» **EXTRACTED TEXT**:
• • •
Well, I come in to work tonight with my other 2 soaps, and find she had left it out for the day-time nurses to see.

Now I've been barraged with requests for more flavors.  

What has been your fav place to get the following essential oils.  I realize all oils are not created equal, and a cheaper or pricier oil does not make a better oil.

I'm looking to make the following flavors
-lavender and clary sage
-lemongrass
-tea tree and oatmeal
-patchouli and sweet orange (this one's for me  )

Also, any specific kinds/regions you recommend?  I get kind of intimidated when I go to a site and see lavender from france and bulgaria, 42/40, 32/30; ylang ylang I, II, III and extra, etc., etc.

I don't have a whole lotta dough, and am not looking to charge my friends any more than what I have in the soap, and maybe a little extra to go towards more FO's and EO's.

Maybe I'll ask my uncle where he gets his stuff (inside joke some of you might recall)  lmao


----------



## Saltysteele (Sep 4, 2009)
• • •
» **BRIEF A**: Summarize the forum post in two sentences.
• • •
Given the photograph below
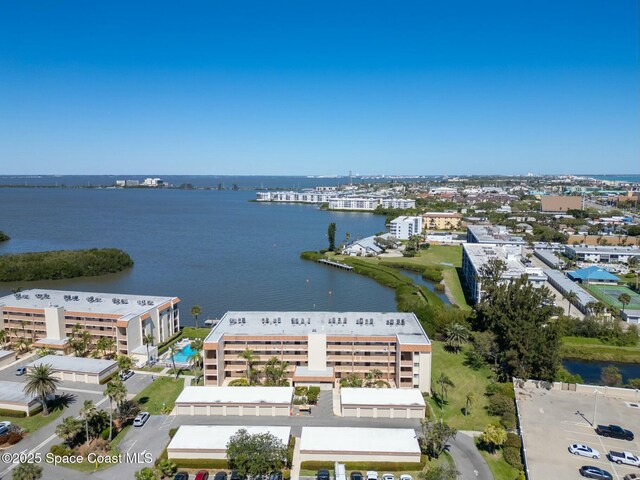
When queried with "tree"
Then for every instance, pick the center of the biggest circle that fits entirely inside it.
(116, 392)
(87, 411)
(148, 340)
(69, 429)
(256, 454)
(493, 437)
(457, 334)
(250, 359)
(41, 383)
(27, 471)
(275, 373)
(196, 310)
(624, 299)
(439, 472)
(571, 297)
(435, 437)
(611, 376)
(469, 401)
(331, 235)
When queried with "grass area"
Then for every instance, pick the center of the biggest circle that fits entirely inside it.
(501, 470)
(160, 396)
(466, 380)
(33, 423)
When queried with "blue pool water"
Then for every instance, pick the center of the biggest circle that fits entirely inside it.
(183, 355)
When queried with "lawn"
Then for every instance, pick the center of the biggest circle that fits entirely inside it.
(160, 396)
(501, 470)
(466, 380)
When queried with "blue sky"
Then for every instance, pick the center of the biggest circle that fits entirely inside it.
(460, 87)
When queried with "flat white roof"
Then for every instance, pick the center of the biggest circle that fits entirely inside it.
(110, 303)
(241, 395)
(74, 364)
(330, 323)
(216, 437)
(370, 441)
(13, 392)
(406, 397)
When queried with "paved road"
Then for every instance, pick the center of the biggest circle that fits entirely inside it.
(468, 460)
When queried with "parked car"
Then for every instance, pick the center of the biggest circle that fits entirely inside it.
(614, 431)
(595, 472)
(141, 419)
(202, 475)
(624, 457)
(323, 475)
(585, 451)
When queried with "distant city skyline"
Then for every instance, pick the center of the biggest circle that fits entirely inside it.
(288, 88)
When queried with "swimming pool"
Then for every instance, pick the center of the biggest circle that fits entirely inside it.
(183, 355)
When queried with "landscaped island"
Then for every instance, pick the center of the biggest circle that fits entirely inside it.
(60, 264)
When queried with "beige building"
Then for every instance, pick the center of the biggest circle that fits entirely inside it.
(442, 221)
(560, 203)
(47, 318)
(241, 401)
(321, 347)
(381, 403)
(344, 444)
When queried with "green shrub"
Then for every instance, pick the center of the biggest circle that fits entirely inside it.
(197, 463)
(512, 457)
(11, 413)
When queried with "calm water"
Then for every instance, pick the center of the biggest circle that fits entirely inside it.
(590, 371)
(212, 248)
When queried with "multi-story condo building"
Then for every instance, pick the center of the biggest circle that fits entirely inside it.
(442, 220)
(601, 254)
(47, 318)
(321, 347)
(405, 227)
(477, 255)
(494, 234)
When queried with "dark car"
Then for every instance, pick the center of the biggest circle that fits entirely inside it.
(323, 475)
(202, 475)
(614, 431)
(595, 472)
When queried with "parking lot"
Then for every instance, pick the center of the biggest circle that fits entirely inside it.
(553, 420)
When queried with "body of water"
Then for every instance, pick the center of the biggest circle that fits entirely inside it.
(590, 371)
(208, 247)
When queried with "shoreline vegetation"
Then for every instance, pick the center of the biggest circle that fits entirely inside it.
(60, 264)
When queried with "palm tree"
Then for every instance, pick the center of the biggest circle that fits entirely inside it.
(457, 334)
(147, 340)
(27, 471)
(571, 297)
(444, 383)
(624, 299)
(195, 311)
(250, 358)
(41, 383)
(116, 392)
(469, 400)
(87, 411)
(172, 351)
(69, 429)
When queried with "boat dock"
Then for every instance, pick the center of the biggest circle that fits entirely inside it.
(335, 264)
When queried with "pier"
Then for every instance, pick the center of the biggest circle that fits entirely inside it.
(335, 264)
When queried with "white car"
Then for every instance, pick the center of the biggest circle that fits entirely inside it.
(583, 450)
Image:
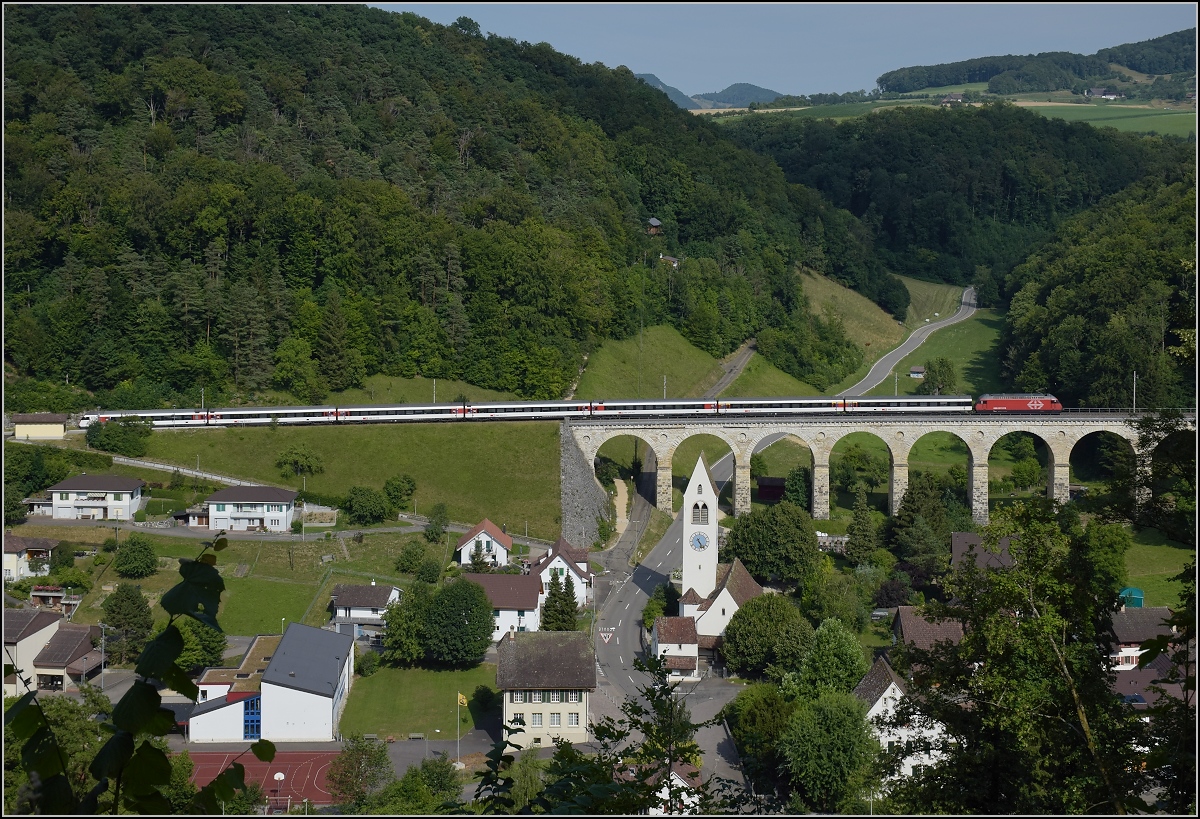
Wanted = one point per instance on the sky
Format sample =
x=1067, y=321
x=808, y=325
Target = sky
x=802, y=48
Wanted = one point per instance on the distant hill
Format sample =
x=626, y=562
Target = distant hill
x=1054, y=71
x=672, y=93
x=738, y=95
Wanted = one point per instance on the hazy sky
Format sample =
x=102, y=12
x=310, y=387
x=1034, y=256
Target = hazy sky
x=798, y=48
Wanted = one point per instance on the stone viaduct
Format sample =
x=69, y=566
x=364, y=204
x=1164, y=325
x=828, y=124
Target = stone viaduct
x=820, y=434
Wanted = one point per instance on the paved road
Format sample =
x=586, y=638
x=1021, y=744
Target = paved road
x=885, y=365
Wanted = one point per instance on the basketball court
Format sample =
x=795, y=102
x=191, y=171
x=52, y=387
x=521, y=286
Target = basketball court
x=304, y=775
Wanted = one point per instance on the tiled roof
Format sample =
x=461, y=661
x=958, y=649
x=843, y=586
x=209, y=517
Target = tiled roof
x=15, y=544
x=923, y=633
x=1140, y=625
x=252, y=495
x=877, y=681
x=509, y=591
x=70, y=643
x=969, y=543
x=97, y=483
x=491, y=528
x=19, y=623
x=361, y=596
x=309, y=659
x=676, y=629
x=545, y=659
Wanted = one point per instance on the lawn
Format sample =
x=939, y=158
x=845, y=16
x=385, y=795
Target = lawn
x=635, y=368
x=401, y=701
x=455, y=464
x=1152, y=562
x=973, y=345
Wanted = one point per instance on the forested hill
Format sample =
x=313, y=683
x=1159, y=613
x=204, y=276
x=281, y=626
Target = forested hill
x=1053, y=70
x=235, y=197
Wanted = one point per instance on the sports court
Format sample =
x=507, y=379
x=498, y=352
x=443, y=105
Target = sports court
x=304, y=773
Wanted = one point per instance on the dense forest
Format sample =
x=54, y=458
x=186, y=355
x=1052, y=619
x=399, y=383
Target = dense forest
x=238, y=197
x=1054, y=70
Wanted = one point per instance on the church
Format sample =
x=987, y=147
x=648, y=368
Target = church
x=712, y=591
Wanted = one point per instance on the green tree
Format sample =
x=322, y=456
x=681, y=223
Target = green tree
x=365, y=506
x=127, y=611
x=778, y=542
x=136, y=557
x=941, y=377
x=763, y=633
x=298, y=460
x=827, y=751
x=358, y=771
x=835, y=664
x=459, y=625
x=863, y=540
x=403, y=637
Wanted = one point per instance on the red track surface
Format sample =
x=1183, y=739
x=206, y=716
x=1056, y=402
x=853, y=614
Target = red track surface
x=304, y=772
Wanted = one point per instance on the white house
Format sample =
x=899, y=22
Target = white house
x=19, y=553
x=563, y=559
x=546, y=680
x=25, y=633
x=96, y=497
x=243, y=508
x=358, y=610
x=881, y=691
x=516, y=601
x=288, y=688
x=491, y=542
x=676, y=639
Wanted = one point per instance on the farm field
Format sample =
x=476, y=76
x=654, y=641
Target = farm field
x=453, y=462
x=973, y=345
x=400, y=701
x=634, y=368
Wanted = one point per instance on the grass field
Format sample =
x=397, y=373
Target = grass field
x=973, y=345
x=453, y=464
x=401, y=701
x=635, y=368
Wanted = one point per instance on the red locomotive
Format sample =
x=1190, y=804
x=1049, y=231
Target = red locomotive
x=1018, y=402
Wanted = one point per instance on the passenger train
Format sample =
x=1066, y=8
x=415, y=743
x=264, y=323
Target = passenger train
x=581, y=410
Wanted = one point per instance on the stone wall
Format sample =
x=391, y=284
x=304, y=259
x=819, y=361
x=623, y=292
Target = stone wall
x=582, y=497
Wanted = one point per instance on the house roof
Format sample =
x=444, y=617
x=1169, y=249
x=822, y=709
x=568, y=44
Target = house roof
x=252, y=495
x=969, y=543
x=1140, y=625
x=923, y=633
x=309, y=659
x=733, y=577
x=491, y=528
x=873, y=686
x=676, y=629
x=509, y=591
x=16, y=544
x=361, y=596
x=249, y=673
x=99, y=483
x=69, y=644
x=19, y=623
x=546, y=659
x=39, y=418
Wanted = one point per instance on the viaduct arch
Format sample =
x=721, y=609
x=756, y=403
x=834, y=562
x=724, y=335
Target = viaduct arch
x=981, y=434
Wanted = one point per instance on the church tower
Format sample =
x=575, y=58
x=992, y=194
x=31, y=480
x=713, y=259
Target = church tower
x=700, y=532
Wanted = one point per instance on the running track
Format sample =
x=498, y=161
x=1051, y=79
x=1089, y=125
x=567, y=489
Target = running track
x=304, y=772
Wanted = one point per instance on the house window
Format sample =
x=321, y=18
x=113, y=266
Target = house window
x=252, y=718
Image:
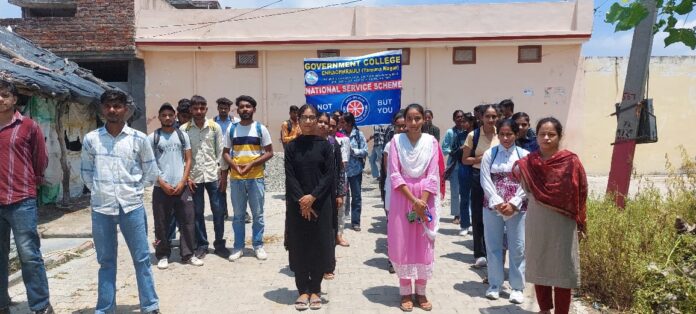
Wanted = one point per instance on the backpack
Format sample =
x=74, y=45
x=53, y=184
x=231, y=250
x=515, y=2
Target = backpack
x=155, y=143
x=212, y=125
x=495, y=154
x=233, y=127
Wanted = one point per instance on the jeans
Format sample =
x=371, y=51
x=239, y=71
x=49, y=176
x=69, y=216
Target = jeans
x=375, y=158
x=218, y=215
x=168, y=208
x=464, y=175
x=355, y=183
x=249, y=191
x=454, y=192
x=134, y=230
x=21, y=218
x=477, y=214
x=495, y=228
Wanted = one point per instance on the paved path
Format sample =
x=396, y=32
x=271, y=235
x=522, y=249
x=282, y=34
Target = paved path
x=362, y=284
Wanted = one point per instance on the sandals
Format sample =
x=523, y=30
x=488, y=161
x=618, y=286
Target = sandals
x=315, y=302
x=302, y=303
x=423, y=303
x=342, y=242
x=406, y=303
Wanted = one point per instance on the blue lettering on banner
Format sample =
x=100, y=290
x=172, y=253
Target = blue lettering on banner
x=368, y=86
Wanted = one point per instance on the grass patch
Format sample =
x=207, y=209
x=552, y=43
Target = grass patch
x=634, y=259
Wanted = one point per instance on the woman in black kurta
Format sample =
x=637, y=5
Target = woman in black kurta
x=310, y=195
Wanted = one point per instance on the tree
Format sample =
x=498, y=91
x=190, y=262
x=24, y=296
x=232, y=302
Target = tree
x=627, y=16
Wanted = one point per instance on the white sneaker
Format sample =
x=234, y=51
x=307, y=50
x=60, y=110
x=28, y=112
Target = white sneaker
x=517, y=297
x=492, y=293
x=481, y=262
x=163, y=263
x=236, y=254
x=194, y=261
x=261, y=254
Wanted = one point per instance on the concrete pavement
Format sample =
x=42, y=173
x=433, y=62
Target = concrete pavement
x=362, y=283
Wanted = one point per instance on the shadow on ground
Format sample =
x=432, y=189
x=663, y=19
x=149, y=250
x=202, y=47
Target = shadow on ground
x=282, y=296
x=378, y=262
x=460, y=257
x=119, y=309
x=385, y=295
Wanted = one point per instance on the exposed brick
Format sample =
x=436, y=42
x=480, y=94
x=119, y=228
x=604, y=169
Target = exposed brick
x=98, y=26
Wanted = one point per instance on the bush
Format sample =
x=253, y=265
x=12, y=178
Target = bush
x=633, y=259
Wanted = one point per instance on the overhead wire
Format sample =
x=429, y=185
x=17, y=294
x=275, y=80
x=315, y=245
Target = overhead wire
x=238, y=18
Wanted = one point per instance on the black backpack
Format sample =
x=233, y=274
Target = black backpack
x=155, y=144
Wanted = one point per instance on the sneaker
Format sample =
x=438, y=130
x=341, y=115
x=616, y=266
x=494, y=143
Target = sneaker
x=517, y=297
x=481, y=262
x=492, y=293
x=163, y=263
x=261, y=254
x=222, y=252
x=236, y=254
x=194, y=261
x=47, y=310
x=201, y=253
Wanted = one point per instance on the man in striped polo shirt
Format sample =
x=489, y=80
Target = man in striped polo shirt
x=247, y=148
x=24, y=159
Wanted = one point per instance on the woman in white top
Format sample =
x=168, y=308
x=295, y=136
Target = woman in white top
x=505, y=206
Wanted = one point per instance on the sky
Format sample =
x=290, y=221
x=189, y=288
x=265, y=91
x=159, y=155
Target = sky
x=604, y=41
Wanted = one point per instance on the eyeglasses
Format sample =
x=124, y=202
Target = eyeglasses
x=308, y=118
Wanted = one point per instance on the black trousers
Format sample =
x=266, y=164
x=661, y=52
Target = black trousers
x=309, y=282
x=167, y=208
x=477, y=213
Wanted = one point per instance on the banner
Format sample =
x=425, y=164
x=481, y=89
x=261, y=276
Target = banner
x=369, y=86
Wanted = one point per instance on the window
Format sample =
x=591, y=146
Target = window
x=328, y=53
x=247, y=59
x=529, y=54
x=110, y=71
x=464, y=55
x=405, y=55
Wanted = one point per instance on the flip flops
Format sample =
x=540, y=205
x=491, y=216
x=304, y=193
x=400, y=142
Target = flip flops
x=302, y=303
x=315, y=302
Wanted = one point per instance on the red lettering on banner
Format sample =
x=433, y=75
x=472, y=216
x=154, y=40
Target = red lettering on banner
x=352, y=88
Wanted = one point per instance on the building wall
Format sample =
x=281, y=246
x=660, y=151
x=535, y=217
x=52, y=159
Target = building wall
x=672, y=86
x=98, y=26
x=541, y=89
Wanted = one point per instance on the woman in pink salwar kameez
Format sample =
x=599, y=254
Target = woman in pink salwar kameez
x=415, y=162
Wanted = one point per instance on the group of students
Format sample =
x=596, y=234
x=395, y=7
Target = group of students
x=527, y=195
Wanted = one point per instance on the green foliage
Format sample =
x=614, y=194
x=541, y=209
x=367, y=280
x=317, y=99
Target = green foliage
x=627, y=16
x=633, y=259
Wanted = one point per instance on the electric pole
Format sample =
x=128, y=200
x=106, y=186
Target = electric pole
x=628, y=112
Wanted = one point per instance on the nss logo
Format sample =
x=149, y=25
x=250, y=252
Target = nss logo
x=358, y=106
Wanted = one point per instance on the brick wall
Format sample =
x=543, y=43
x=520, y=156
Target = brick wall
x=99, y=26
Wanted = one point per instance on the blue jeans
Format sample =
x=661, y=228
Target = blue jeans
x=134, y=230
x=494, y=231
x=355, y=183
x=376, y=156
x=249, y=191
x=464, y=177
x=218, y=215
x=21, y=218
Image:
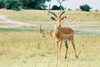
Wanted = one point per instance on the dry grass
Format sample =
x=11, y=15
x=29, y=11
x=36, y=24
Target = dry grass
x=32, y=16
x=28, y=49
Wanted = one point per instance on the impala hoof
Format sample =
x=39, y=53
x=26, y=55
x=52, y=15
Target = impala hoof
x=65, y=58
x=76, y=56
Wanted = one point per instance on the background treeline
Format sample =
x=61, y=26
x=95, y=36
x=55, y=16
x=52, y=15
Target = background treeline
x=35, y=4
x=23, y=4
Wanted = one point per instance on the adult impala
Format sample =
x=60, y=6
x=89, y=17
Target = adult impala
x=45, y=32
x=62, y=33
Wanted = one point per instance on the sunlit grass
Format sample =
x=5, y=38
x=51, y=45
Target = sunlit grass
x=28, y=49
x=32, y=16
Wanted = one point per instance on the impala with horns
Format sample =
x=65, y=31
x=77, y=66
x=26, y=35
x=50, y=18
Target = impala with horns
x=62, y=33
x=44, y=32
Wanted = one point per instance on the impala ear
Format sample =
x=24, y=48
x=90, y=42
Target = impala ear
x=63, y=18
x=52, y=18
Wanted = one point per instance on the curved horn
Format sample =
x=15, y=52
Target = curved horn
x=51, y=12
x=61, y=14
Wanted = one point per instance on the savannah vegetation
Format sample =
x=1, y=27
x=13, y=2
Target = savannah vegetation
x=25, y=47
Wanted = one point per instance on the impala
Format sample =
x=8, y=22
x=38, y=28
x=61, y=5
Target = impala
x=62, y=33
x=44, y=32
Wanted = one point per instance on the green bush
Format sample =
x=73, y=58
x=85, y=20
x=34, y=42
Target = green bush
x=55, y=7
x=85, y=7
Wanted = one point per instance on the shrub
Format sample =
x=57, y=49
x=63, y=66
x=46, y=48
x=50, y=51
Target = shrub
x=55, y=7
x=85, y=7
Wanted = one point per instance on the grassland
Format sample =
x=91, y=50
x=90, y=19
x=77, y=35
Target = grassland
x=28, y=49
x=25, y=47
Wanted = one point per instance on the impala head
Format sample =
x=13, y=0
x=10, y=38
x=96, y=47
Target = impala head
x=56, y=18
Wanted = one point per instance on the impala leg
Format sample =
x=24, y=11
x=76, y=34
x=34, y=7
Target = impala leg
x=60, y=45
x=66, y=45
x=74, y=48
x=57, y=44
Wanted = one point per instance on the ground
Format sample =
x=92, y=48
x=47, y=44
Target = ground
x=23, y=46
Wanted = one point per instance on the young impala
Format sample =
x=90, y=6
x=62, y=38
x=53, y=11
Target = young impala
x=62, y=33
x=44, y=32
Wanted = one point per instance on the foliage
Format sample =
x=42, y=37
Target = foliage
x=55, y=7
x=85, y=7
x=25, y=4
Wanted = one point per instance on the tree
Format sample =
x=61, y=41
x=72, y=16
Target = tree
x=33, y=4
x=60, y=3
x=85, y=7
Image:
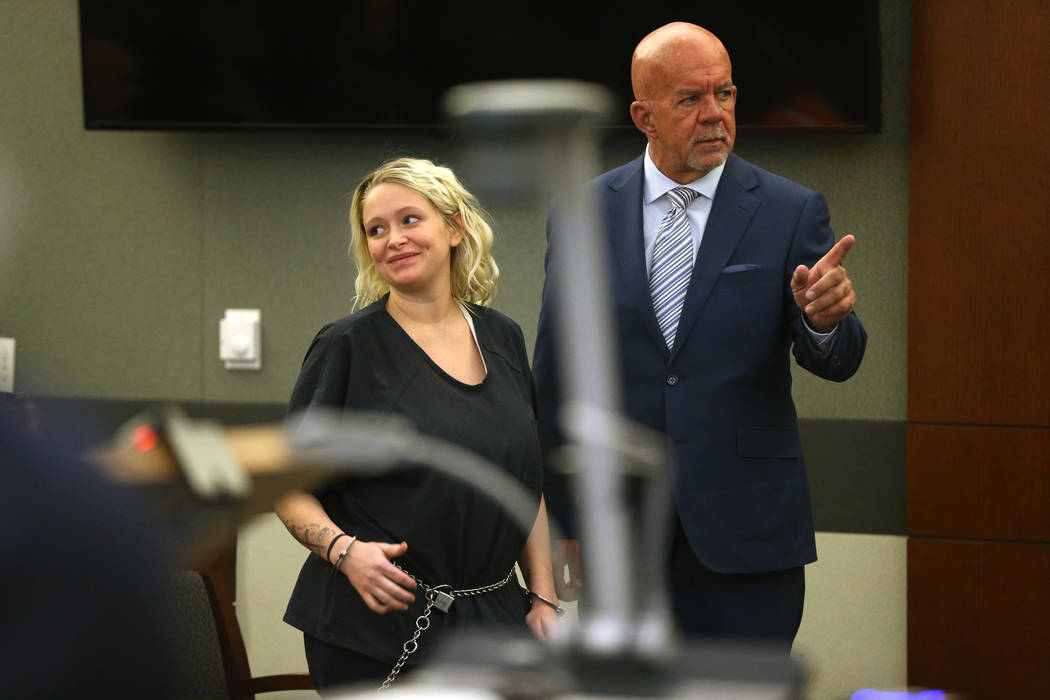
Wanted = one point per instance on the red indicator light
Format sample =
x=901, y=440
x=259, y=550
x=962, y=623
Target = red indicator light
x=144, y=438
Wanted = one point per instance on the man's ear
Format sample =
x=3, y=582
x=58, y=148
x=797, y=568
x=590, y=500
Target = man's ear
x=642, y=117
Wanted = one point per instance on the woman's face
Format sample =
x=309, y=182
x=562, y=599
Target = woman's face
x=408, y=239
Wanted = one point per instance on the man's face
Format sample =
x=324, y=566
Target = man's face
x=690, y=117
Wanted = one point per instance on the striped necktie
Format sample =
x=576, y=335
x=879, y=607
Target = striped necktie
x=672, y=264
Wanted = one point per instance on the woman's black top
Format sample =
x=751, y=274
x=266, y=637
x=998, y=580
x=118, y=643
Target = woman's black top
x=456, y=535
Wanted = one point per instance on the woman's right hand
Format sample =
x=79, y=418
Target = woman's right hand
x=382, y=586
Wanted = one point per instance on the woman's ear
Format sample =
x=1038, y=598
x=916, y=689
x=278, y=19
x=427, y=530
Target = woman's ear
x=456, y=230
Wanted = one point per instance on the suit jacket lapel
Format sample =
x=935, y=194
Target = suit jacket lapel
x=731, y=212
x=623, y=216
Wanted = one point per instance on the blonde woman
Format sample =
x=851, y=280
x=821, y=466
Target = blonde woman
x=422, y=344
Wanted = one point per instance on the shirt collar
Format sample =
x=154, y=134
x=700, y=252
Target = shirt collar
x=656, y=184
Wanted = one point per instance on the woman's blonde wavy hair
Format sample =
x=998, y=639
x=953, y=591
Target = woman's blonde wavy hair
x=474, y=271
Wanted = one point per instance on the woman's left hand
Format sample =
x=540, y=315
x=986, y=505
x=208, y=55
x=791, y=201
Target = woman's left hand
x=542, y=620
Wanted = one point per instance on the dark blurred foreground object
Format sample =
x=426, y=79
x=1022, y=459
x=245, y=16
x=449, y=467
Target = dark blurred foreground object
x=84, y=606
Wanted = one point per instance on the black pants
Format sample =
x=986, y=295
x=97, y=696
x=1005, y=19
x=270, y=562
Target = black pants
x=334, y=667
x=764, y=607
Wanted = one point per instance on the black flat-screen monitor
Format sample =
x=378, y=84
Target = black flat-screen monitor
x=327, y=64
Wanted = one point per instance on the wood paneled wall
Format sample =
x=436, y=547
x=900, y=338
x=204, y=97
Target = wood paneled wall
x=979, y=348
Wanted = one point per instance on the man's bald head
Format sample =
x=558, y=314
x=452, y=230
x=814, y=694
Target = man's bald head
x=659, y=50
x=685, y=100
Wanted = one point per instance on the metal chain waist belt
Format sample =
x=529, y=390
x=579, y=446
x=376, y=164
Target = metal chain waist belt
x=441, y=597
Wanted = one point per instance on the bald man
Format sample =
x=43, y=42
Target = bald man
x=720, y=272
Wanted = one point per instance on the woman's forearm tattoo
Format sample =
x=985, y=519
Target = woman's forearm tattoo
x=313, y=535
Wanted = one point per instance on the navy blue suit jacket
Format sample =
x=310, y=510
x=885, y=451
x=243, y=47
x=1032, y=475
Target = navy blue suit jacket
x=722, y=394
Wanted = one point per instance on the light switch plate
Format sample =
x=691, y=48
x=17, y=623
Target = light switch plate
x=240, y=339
• • •
» **BRIEF B**: Pick out every line of the records that contains the word "passenger", treating uppercase and lowercase letters as different.

» **EXERCISE RESPONSE A**: After one of the writer's soaps was left out for the day-time nurses to see, the writer has received many requests for more flavors and asks where others like to buy essential oils for lavender and clary sage, lemongrass, tea tree and oatmeal, and patchouli and sweet orange soaps. The writer also asks which kinds or regions to choose, finding the many lavender and ylang ylang grades intimidating, and wants to keep costs low so friends pay little more than the soap's cost plus a bit toward more FO's and EO's.

» **EXERCISE RESPONSE B**:
Wanted = one point per instance on the passenger train
Target = passenger train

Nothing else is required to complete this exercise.